**What you are asked to do:**
Find each line in the records below that contains the word "curb", and copy it out.

***

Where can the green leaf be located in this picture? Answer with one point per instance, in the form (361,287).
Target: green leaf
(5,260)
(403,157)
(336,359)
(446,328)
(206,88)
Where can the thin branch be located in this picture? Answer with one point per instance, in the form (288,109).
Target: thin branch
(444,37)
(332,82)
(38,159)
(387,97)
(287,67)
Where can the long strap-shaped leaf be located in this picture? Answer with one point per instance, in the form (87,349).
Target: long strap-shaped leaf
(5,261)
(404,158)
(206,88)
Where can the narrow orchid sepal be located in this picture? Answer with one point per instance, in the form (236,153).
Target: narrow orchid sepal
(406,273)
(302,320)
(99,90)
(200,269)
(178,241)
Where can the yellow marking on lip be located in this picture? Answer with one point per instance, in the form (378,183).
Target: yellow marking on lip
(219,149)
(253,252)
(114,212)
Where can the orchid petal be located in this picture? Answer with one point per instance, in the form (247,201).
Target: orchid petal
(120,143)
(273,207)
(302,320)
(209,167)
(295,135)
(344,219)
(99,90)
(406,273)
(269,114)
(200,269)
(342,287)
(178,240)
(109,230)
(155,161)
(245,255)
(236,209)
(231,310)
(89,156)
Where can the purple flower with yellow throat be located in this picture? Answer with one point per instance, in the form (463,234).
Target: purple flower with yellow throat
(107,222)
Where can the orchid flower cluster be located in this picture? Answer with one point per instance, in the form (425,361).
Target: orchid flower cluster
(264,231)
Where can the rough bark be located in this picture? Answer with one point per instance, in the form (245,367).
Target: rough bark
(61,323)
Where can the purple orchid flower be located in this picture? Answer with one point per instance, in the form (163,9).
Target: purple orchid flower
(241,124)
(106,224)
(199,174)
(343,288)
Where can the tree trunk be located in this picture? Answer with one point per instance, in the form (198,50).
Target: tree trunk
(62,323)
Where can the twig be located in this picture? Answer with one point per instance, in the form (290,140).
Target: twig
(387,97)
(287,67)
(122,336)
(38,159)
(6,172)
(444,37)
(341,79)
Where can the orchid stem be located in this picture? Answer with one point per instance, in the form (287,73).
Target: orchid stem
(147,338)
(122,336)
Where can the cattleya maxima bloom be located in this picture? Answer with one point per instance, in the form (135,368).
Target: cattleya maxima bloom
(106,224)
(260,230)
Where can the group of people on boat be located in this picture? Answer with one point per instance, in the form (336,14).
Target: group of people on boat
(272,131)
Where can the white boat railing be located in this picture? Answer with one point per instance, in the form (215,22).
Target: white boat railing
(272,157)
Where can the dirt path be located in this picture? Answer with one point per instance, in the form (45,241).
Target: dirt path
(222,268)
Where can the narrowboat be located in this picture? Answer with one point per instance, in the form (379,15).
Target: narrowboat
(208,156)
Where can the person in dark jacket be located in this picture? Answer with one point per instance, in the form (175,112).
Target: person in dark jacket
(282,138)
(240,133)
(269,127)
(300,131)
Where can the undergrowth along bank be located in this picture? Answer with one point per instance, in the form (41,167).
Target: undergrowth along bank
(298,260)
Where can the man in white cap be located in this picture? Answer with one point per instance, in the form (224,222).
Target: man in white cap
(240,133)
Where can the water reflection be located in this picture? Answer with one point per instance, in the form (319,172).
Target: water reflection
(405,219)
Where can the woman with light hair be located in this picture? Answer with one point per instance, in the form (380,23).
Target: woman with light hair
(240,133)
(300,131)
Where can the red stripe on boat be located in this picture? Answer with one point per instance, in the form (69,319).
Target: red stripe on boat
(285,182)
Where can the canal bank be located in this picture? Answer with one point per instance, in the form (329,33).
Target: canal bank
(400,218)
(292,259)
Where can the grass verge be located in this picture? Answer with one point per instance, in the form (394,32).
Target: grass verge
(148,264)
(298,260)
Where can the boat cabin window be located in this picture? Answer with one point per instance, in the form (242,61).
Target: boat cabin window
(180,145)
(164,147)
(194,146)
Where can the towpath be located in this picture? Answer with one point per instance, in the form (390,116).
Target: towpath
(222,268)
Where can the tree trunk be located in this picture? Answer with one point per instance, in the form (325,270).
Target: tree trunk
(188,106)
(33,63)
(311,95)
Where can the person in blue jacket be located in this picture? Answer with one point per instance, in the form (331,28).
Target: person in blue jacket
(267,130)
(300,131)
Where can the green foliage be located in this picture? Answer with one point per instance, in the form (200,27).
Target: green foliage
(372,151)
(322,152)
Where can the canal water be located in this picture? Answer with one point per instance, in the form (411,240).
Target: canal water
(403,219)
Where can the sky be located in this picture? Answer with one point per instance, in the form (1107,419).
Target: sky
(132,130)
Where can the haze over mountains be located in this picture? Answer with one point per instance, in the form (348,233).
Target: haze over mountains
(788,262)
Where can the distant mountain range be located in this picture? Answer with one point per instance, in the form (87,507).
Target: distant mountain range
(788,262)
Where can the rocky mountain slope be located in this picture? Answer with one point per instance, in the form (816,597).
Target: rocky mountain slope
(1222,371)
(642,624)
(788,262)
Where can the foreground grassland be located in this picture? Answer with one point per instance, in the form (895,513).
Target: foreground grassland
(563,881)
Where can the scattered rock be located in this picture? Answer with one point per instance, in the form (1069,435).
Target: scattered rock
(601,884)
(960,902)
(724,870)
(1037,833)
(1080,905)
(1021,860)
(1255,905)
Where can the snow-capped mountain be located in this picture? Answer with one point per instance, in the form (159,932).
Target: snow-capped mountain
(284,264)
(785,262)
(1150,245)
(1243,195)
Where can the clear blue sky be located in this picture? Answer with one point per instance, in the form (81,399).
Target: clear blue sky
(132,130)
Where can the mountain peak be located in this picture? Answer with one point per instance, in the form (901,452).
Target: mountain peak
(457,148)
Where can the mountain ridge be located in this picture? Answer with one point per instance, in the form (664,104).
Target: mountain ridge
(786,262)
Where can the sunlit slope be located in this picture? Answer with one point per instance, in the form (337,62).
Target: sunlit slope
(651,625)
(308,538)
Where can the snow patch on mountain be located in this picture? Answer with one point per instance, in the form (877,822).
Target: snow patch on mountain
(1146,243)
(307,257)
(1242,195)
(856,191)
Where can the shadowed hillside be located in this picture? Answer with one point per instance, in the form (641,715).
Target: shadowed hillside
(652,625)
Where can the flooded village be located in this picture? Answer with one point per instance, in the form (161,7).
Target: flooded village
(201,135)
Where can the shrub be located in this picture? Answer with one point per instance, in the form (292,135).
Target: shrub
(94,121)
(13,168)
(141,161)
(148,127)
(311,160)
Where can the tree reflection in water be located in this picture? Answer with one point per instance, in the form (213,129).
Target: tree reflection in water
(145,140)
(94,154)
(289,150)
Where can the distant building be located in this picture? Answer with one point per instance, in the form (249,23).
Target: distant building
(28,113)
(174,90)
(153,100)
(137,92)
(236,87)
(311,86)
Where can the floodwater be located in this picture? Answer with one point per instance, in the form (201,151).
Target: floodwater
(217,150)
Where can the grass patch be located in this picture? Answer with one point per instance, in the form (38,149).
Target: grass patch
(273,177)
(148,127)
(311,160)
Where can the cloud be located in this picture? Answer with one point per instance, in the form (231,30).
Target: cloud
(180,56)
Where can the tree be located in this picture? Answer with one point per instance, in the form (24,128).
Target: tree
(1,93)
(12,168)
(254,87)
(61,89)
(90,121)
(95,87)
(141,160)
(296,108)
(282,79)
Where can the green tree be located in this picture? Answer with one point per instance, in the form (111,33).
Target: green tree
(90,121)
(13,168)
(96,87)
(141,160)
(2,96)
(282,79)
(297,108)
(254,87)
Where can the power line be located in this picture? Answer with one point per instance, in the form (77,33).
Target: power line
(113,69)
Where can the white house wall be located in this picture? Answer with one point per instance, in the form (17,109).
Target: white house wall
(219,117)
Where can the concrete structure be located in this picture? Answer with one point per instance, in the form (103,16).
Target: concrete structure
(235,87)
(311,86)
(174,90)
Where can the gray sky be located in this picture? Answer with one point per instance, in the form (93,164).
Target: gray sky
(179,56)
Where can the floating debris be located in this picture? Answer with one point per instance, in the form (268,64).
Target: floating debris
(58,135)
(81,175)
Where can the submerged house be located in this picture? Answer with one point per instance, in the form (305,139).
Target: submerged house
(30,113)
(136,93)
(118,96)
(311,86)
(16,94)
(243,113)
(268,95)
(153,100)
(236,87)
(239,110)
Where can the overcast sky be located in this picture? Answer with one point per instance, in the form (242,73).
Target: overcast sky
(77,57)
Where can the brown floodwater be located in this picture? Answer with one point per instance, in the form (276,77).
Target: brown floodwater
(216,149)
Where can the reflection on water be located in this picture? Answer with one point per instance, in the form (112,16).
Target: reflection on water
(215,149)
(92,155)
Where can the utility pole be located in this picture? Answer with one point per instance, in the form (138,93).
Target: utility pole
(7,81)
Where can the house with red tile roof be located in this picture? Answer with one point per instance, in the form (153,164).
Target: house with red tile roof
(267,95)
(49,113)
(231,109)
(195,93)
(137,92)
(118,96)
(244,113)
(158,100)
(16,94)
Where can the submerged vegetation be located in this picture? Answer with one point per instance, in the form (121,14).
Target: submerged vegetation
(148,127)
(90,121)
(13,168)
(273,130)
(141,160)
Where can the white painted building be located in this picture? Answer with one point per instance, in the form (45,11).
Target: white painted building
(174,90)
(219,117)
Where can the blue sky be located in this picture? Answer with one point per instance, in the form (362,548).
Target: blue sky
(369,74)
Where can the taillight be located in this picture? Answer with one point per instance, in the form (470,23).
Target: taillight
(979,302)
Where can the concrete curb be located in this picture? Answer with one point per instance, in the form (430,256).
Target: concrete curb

***

**Solution for this exercise:**
Where can the concrete curb be located in this picture? Answer with one point per instance, in the form (430,256).
Target: concrete curb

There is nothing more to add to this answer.